* Required task *
Render the records below as a numbered list, leaving out any blank lines.

* Location annotation dataset excerpts *
:::::
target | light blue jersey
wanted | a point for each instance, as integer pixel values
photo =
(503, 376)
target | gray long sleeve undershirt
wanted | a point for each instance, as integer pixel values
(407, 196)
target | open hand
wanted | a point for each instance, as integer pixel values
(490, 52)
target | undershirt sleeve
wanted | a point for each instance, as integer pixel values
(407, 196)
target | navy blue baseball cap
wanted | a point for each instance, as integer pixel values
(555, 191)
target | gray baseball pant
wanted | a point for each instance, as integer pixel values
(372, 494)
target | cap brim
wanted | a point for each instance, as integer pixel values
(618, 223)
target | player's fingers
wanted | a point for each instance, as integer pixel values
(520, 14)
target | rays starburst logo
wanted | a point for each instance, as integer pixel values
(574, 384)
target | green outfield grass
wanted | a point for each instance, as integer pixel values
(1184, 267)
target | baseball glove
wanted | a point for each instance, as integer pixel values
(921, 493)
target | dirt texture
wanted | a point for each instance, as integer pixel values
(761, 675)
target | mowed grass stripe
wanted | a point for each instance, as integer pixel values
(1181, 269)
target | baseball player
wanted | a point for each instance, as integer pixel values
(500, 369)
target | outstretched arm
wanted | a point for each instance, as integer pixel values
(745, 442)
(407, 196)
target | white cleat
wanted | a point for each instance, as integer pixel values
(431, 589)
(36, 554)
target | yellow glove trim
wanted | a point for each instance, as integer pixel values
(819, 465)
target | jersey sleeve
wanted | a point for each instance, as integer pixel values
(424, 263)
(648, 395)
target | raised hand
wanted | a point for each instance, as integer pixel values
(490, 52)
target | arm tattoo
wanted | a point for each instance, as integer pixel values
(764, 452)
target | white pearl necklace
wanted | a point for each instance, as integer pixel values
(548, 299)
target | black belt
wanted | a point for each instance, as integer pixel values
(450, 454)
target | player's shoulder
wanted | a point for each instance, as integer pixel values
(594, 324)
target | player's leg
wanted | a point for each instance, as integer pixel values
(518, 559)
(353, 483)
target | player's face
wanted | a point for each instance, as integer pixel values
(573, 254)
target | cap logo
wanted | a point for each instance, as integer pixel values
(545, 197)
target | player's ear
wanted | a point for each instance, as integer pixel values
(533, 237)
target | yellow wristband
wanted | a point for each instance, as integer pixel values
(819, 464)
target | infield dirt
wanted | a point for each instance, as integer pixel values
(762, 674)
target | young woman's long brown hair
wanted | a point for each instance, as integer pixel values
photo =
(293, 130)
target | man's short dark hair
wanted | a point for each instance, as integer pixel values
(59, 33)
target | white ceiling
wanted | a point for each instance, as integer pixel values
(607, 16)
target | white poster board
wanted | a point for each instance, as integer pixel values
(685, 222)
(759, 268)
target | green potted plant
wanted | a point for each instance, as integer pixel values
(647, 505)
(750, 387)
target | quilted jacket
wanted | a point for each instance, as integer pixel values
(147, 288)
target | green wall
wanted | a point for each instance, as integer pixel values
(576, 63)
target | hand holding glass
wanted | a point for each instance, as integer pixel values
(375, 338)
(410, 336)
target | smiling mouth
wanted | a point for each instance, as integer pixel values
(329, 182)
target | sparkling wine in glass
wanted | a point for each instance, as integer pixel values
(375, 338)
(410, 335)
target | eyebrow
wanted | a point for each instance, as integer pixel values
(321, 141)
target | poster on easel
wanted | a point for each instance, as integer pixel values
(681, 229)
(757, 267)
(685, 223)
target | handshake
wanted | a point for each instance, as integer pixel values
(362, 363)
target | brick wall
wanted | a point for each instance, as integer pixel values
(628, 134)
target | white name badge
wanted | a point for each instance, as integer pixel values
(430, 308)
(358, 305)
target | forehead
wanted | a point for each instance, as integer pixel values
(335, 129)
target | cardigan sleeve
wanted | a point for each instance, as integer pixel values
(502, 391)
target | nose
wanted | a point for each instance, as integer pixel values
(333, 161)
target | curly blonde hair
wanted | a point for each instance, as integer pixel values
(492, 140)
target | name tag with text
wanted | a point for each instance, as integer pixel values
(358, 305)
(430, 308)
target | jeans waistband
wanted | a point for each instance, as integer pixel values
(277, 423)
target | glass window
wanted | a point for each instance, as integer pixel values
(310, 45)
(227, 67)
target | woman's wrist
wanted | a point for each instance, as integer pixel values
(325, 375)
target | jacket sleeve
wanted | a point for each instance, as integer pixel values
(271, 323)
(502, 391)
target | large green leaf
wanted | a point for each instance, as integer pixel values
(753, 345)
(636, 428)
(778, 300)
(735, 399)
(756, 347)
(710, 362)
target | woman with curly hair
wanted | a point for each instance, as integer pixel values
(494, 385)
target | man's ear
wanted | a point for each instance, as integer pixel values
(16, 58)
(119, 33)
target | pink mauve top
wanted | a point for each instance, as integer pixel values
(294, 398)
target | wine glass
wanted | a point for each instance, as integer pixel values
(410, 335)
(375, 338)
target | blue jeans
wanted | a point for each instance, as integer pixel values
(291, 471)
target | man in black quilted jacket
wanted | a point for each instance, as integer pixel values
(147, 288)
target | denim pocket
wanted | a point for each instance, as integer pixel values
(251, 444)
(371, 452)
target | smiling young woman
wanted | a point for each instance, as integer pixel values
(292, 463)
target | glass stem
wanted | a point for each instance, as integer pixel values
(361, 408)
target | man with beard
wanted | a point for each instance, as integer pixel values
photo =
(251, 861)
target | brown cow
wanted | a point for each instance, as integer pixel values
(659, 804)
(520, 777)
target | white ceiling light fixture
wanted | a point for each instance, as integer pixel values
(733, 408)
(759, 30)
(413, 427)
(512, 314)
:::::
* Solution for this task *
1. target | light blue jersey
2. wanted | a point for each instance, as integer pixel values
3. photo =
4. (503, 376)
5. target | gray long sleeve undershirt
6. wanted | a point for each instance, as integer pixel values
7. (407, 196)
8. target | open hand
9. wanted | a point for each instance, as integer pixel values
10. (490, 52)
11. target | undershirt sleeve
12. wanted | a point for each instance, as integer pixel values
13. (407, 196)
14. target | navy blue baseball cap
15. wanted | a point for each instance, as integer pixel values
16. (555, 191)
17. target | gray baseball pant
18. wanted | a point for each instance, as integer pixel values
19. (372, 494)
20. target | cap brim
21. wanted | a point for each instance, as integer pixel values
22. (618, 223)
23. target | player's fingers
24. wanted | a point for each instance, as integer pixel values
25. (520, 14)
26. target | rays starburst logo
27. wanted | a point for each instance, as integer pixel values
28. (574, 384)
29. target | green outfield grass
30. wanted | a point for each instance, as integer pixel values
31. (1184, 267)
32. target | baseball glove
33. wanted | a point for each instance, as integer pixel values
34. (921, 493)
35. target | dirt texture
36. wanted | a point for each instance, as integer pixel values
37. (761, 675)
38. target | mowed grass stripe
39. wanted | a point for each instance, as integer pixel values
40. (1181, 269)
41. target | baseball player
42. wanted | a point for each instance, as integer pixel values
43. (500, 369)
44. target | outstretched arm
45. wanted | a point for each instance, as integer pixel values
46. (745, 442)
47. (407, 196)
48. target | white cleat
49. wanted | a point for each instance, as integer pixel values
50. (431, 589)
51. (36, 554)
52. target | yellow glove trim
53. wanted | a point for each instance, as integer pixel values
54. (819, 465)
55. target | jersey sleeve
56. wanted | a point for each instance, as integer pixel values
57. (424, 263)
58. (648, 395)
59. target | raised hand
60. wanted | a point for each instance, as integer pixel values
61. (490, 52)
62. target | arm tattoo
63. wanted | a point for each instance, as integer pixel values
64. (764, 452)
65. target | white pearl necklace
66. wanted | a point for each instance, as integer pixel values
67. (548, 299)
68. target | black belt
69. wanted | a point for each instance, as integer pixel values
70. (450, 454)
71. target | player's shoulder
72. wanted | a point for each instance, as integer pixel values
73. (594, 324)
74. target | player's leg
75. wanted | a point for each instance, as integer pixel values
76. (518, 559)
77. (353, 483)
78. target | player's face
79. wanted | a point for each instance, as integer pixel values
80. (573, 254)
81. target | cap logo
82. wanted | a point for each instance, as integer pixel values
83. (545, 197)
84. target | player's ear
85. wanted | a point for each instance, as integer pixel values
86. (533, 237)
87. target | yellow wristband
88. wanted | a point for each instance, as integer pixel values
89. (819, 464)
90. target | infield dirt
91. wanted | a point for each instance, as integer pixel values
92. (762, 674)
93. target | young woman's long brown hair
94. wanted | a point for each instance, as integer pixel values
95. photo =
96. (293, 130)
97. target | man's short dark hair
98. wanted | a point for each instance, as integer pixel values
99. (59, 33)
100. target | white ceiling
101. wanted | a point for each instance, as integer pixel values
102. (607, 16)
103. target | white poster board
104. wanted | a point for each instance, as integer pixel values
105. (685, 222)
106. (759, 268)
107. target | green potted plant
108. wanted | a point for each instance, as integer pixel values
109. (647, 505)
110. (750, 387)
111. target | quilted jacket
112. wanted | a point for each instance, as integer pixel values
113. (147, 288)
114. target | green wall
115. wanted | a point for each instance, as integer pixel values
116. (576, 63)
117. target | hand holding glass
118. wanted | a point for each instance, as integer pixel values
119. (375, 338)
120. (410, 336)
121. target | smiling mouth
122. wanted | a point for each instance, as integer pixel values
123. (329, 182)
124. target | sparkling wine in glass
125. wanted | a point for each instance, as integer pixel values
126. (375, 338)
127. (410, 335)
128. target | eyebrow
129. wanted | a point for each instance, as integer pixel values
130. (321, 141)
131. target | poster on easel
132. wanted | a point for each instance, as integer pixel values
133. (681, 229)
134. (757, 267)
135. (685, 223)
136. target | handshake
137. wanted | a point for each instance, as integer pixel values
138. (362, 363)
139. target | brick wall
140. wanted | a point for each instance, as integer pixel values
141. (628, 134)
142. target | white name badge
143. wanted | a point for each instance, as integer pixel values
144. (430, 308)
145. (358, 305)
146. target | forehead
147. wanted | a point for each instance, as integer pixel values
148. (335, 129)
149. target | cardigan sleeve
150. wanted | a point for each instance, as integer pixel values
151. (502, 391)
152. target | nose
153. wanted | a point for each instance, as integer pixel values
154. (333, 161)
155. target | curly blonde hair
156. wanted | a point for each instance, as integer pixel values
157. (492, 140)
158. target | name tag with text
159. wanted | a point for each instance, as integer pixel values
160. (358, 305)
161. (430, 308)
162. target | jeans waistband
163. wanted | a point for each instance, as integer pixel values
164. (277, 423)
165. target | glass window
166. wanted | a point for each instance, as integer pixel values
167. (310, 45)
168. (227, 67)
169. target | woman's wrist
170. wanted | a point for each instance, as integer pixel values
171. (325, 375)
172. target | jacket sleeve
173. wanted | a point for each instance, as integer pixel values
174. (271, 323)
175. (502, 391)
176. target | large green leaf
177. wanted | a point for each instance, as integer pixel values
178. (753, 345)
179. (636, 428)
180. (778, 300)
181. (735, 399)
182. (756, 347)
183. (710, 362)
184. target | woman with curly hair
185. wanted | a point for each instance, as integer pixel values
186. (494, 385)
187. target | man's ear
188. wanted | a point for each instance, as integer pixel values
189. (16, 58)
190. (119, 33)
191. target | pink mauve top
192. wanted | a point for each instance, as integer pixel values
193. (294, 398)
194. target | wine glass
195. wanted | a point for each instance, as integer pixel values
196. (410, 335)
197. (375, 338)
198. target | blue jeans
199. wanted | a point for each instance, as integer pixel values
200. (291, 471)
201. target | man in black quilted jacket
202. wanted | a point for each instance, as integer pixel values
203. (147, 288)
204. target | denim pocket
205. wanted | a point for each instance, as integer pixel values
206. (251, 444)
207. (371, 452)
208. target | smiling young woman
209. wanted | a point for each instance, as integer pixel values
210. (292, 463)
211. target | glass stem
212. wanted | a point for each instance, as integer pixel values
213. (361, 408)
214. target | man with beard
215. wanted | a point for each instance, as integer pixel values
216. photo =
217. (251, 861)
218. target | brown cow
219. wanted | a point for each instance, as integer pixel values
220. (659, 804)
221. (520, 777)
222. target | white ceiling light fixture
223. wanted | a point for each instance, as integer pixel values
224. (733, 408)
225. (759, 30)
226. (413, 427)
227. (512, 314)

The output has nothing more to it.